::: EXTRAIT À LIRE :::
Message par olivier 12 »

Bonjour à tous,

Quelques précisions sur le naufrage de LA EPOCA

Le capitaine norvégien s'appelait Bernt William FABIASEN
Le second capitaine, de quart au moment de l'attaque s'appelait Edward Eriksen BUMTINEN

Le navire appartenait à la Société Boillard de Boisguilbert, de Paris, et était armé par Oriental Navigation Co.
Il transportait 3100 tonnes d'huiles minérales, clous, fil de fer, lames d'acier, tabac et papier.
L'attaque a eu lieu par 45°15 N et 02°00 W dans l'WSW de Cordouan. Profondeur 63 brasses d'eau.

Après l'attaque le sous-marin est resté en surface, en vue en plein soleil, à patrouiller jusqu'à 15h00.

Le commandant du sous-marin a dit au capitaine Fabiasen que sa place n'était pas sur des navires français en temps de guerre. Le capitaine lui a répondu qu'il ne faisait qu'exercer son métier et de gagner sa vie.

Vers minuit c'est un patrouilleur qui a recueilli les naufragés et les a débarqués au Verdon. Ils furent interrogés sur le patrouilleur, puis par le commissaire de police de la gare du Verdon. Ils ont ensuite pris le train pour Bordeaux où ils sont arrivés à 18h00 le 30.

Le capitaine Fabiasen précise qu'à New York les autorités américaines ont exercé une enquête minutieuse sur les hommes de l'équipage, sur leur identité et leur situation. Il tient à rassurer les autorités françaises sur ces hommes. Le marin suisse Fritz STEINER n'est monté que quelques instants sur le sous-marin, alors que lui-même était à l'intérieur du sous-marin, et à la demande des Allemands qui voulaient connaître sa nationalité car il parlait avec un bon accent allemand.
::: DONNÉES :::
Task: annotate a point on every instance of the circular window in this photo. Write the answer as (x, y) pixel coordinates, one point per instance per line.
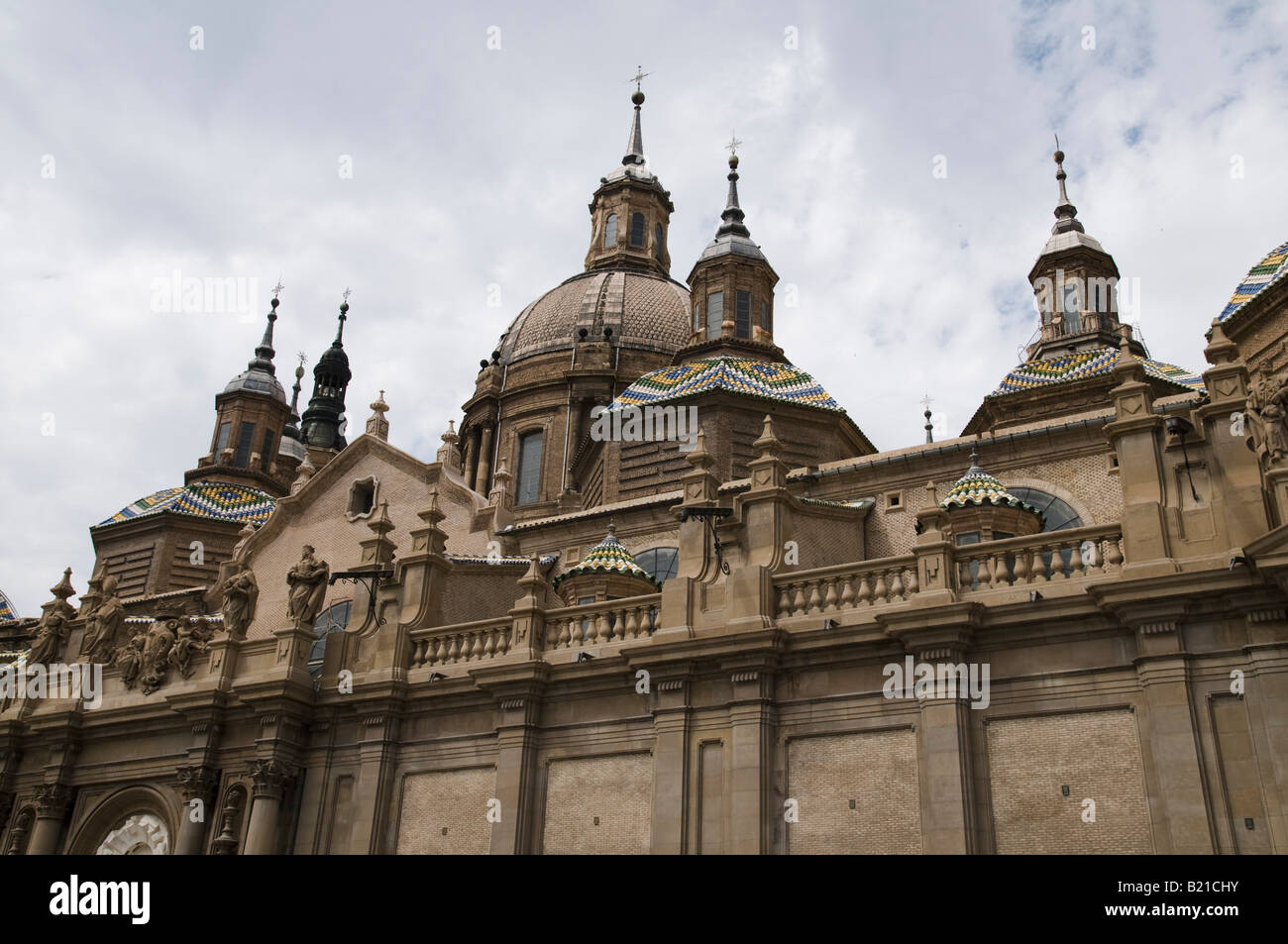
(1056, 513)
(142, 833)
:::
**CONSIGNES:**
- A) Selon l'extrait sur le naufrage de LA EPOCA, à quelle société le navire appartenait-il ?
- B) Transcrivez fidèlement le passage de l'extrait sur le naufrage de LA EPOCA qui va de « Après l'attaque le » jusqu'à « 18h00 le 30. ».
Appuyez-vous uniquement sur l'extrait pour répondre.

**RÉPONSES:**
- A) Il appartenait à la Société Boillard de Boisguilbert, de Paris.

- B)
Après l'attaque le sous-marin est resté en surface, en vue en plein soleil, à patrouiller jusqu'à 15h00.

Le commandant du sous-marin a dit au capitaine Fabiasen que sa place n'était pas sur des navires français en temps de guerre. Le capitaine lui a répondu qu'il ne faisait qu'exercer son métier et de gagner sa vie.

Vers minuit c'est un patrouilleur qui a recueilli les naufragés et les a débarqués au Verdon. Ils furent interrogés sur le patrouilleur, puis par le commissaire de police de la gare du Verdon. Ils ont ensuite pris le train pour Bordeaux où ils sont arrivés à 18h00 le 30.